= Records for the exercise =
* * * * * * * * *
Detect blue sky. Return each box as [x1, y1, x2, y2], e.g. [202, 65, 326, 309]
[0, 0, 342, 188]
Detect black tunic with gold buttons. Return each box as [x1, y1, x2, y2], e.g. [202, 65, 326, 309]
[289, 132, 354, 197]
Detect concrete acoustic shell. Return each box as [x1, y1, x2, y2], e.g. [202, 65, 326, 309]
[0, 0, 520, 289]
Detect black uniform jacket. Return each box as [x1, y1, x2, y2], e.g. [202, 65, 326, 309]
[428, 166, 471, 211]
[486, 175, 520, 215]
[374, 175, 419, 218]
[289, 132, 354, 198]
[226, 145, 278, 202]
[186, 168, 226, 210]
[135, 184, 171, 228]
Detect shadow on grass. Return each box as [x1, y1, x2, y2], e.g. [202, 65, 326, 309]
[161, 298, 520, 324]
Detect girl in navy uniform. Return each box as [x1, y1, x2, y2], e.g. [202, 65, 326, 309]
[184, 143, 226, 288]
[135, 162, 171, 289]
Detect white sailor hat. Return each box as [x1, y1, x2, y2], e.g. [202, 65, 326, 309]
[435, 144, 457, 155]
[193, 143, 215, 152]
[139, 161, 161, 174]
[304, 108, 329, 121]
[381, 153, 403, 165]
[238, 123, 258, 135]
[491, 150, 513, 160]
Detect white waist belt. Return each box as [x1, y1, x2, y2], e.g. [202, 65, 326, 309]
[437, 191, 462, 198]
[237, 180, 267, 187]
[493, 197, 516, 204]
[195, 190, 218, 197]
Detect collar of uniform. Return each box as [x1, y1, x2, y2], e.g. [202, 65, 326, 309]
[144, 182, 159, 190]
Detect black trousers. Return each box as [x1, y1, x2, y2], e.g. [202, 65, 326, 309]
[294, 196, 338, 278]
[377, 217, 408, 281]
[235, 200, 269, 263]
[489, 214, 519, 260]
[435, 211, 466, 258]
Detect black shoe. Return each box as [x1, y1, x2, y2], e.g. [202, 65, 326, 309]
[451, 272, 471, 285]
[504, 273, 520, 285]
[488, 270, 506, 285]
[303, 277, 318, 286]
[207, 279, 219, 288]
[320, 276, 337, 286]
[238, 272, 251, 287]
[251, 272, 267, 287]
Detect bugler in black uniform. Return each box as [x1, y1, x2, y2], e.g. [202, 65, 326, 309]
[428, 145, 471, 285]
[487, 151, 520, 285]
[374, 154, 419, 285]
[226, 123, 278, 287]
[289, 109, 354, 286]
* * * * * * * * *
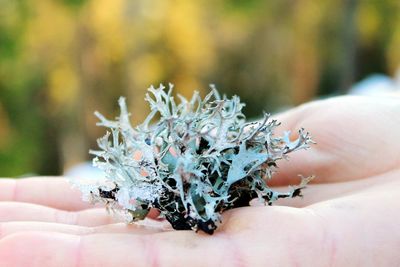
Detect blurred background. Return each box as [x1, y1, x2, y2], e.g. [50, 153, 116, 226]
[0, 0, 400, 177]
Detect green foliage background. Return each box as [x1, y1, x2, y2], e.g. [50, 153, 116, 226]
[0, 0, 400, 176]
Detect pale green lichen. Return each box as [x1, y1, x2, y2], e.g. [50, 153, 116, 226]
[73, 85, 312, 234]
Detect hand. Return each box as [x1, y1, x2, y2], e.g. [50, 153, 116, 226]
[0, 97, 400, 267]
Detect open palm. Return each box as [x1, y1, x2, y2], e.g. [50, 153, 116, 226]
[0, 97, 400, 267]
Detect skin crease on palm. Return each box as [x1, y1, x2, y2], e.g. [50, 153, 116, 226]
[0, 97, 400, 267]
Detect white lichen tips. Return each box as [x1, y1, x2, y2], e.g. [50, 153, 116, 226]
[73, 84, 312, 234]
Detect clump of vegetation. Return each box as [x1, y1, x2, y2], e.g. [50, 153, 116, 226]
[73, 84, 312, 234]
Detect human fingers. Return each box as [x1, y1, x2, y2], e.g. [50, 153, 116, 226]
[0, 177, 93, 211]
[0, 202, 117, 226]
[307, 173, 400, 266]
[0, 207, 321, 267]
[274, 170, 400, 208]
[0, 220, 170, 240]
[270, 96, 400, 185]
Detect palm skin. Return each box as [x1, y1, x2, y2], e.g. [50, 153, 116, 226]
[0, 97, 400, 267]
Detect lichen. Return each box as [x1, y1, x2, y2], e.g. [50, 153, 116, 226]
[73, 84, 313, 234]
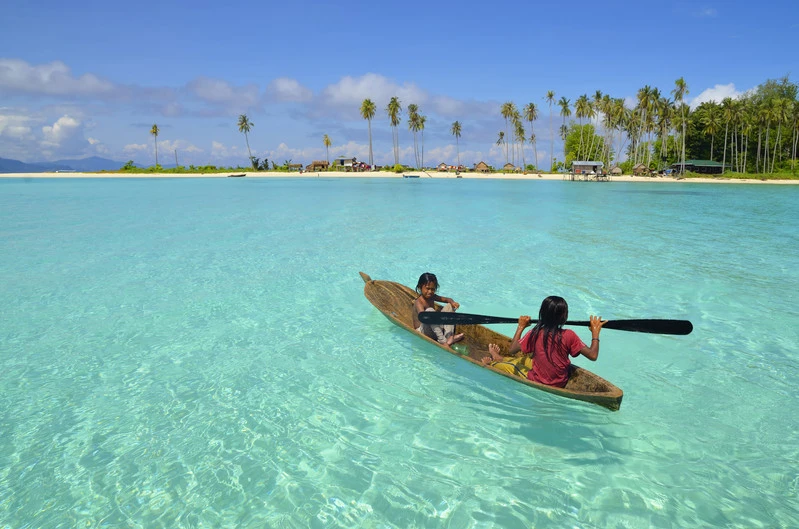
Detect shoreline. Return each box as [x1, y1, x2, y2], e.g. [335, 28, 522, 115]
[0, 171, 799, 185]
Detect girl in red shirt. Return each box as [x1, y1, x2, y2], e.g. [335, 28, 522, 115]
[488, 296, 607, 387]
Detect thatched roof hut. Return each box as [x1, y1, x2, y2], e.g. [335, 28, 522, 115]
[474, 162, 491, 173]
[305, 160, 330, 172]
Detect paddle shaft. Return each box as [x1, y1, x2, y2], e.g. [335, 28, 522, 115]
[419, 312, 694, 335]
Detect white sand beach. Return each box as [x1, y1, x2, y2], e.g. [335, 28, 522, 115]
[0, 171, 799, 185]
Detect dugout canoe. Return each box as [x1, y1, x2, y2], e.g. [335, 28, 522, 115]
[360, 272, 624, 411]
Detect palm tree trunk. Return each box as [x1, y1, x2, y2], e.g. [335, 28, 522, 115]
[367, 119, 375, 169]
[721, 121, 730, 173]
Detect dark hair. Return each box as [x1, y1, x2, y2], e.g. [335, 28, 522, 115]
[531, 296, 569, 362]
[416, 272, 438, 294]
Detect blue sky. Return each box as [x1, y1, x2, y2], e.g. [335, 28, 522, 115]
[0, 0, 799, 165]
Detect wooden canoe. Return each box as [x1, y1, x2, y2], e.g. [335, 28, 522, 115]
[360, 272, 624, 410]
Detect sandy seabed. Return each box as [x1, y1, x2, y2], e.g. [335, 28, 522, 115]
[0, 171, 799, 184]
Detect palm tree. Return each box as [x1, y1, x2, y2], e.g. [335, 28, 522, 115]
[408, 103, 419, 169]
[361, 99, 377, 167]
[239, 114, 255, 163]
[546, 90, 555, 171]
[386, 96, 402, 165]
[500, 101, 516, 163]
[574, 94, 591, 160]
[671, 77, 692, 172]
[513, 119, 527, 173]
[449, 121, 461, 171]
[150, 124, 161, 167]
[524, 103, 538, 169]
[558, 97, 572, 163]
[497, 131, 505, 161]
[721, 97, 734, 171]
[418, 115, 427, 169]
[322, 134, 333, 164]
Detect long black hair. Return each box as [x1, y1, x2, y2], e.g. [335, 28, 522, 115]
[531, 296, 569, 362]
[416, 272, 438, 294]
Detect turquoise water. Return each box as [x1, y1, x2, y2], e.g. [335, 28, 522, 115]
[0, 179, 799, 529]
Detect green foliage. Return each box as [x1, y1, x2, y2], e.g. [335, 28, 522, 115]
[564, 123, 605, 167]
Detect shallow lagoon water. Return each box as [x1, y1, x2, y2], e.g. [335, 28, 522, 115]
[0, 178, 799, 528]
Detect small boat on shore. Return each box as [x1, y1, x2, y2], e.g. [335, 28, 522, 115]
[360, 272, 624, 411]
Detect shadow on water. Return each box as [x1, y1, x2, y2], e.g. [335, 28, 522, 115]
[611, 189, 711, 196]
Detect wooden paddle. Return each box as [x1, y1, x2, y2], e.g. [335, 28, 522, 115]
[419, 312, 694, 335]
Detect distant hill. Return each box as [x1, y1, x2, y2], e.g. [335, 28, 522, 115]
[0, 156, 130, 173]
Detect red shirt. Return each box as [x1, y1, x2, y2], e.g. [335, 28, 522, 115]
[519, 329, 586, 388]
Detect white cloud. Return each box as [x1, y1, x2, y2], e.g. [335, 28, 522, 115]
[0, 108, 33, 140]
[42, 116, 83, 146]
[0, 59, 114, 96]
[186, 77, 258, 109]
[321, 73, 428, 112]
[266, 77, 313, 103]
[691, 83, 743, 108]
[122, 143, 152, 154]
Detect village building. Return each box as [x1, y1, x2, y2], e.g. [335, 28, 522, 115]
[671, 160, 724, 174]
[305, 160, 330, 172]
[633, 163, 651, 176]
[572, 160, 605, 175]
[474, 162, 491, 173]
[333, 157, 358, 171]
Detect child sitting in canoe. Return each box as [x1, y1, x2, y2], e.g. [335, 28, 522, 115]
* * * * * * * * *
= Task description =
Convert the stretch of rows above from the line containing "Detect black uniform" through the line containing "[161, 298, 520, 324]" into a two-column CSV with the header label_text,answer. Give one line per row, with the row's text and its answer each in a quoted field and any line breaks replaced by spaces.

= Task answer =
label_text,answer
"Detect black uniform jacket. Return each box as [x1, y1, x2, y2], e.g. [202, 65, 326, 309]","[428, 166, 471, 211] [486, 175, 520, 215] [374, 175, 419, 218] [289, 132, 354, 198] [226, 145, 278, 202] [186, 168, 226, 210] [135, 184, 171, 228]"
"Detect shadow on grass. Return each box as [x1, y1, x2, y2], e.g. [202, 65, 326, 309]","[161, 298, 520, 324]"